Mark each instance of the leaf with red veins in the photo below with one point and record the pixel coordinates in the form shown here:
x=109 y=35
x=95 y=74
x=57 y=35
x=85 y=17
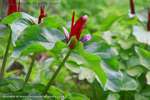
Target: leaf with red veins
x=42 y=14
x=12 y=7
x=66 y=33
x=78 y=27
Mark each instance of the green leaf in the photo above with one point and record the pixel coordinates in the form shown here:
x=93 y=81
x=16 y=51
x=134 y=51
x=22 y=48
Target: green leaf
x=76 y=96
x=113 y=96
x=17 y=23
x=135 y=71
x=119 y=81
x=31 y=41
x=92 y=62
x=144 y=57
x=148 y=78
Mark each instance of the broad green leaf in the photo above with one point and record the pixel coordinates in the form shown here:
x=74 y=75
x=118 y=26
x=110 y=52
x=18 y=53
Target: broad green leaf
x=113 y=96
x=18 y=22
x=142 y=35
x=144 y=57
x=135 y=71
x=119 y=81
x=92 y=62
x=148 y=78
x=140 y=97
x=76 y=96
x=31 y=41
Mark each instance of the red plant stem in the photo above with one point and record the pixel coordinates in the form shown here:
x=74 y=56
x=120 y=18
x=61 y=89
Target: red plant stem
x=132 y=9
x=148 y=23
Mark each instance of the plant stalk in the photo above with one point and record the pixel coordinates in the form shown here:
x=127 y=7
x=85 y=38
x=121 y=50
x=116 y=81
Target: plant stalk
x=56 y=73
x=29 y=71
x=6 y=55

AIM OF THE EXERCISE: Format every line of the records above as a JSON list of strings, one string per line, with blank lines and the pictures left out.

SOLUTION FOR THIS EXERCISE:
[
  "Mark each instance of the leaf with red veins in the photo below with one point and record the pixel coordinates in the form shown here:",
  "x=109 y=35",
  "x=95 y=74",
  "x=57 y=35",
  "x=85 y=17",
  "Target: leaf with red veins",
  "x=42 y=14",
  "x=12 y=7",
  "x=66 y=33",
  "x=78 y=27",
  "Mark each instance of the green leaf in the photo above with one point and record the pixel coordinates in the form shown here:",
  "x=93 y=81",
  "x=16 y=51",
  "x=134 y=51",
  "x=22 y=48",
  "Target: green leaf",
  "x=76 y=96",
  "x=113 y=96",
  "x=17 y=23",
  "x=135 y=71",
  "x=119 y=81",
  "x=31 y=41",
  "x=92 y=62",
  "x=144 y=57",
  "x=148 y=78",
  "Mark each instance of the broad green leaf in the photo above with one point and record the pixel coordinates in the form shown here:",
  "x=74 y=75",
  "x=118 y=26",
  "x=110 y=52",
  "x=18 y=53",
  "Target: broad green leaf",
  "x=113 y=96",
  "x=18 y=22",
  "x=142 y=35",
  "x=144 y=57",
  "x=135 y=71",
  "x=119 y=81",
  "x=92 y=62",
  "x=148 y=78",
  "x=140 y=97",
  "x=76 y=96",
  "x=31 y=41",
  "Mark each instance of the red plant stem in the photo above with one point and record the pixel coordinates in the form shown here:",
  "x=74 y=56",
  "x=120 y=18",
  "x=61 y=89",
  "Target: red plant stem",
  "x=132 y=9",
  "x=148 y=23",
  "Mark each instance of the plant stalk in the photo above with one point and record the pixel coordinates in the form shown here:",
  "x=127 y=7",
  "x=85 y=38",
  "x=121 y=50",
  "x=116 y=81",
  "Target: plant stalk",
  "x=56 y=73",
  "x=29 y=71",
  "x=6 y=55"
]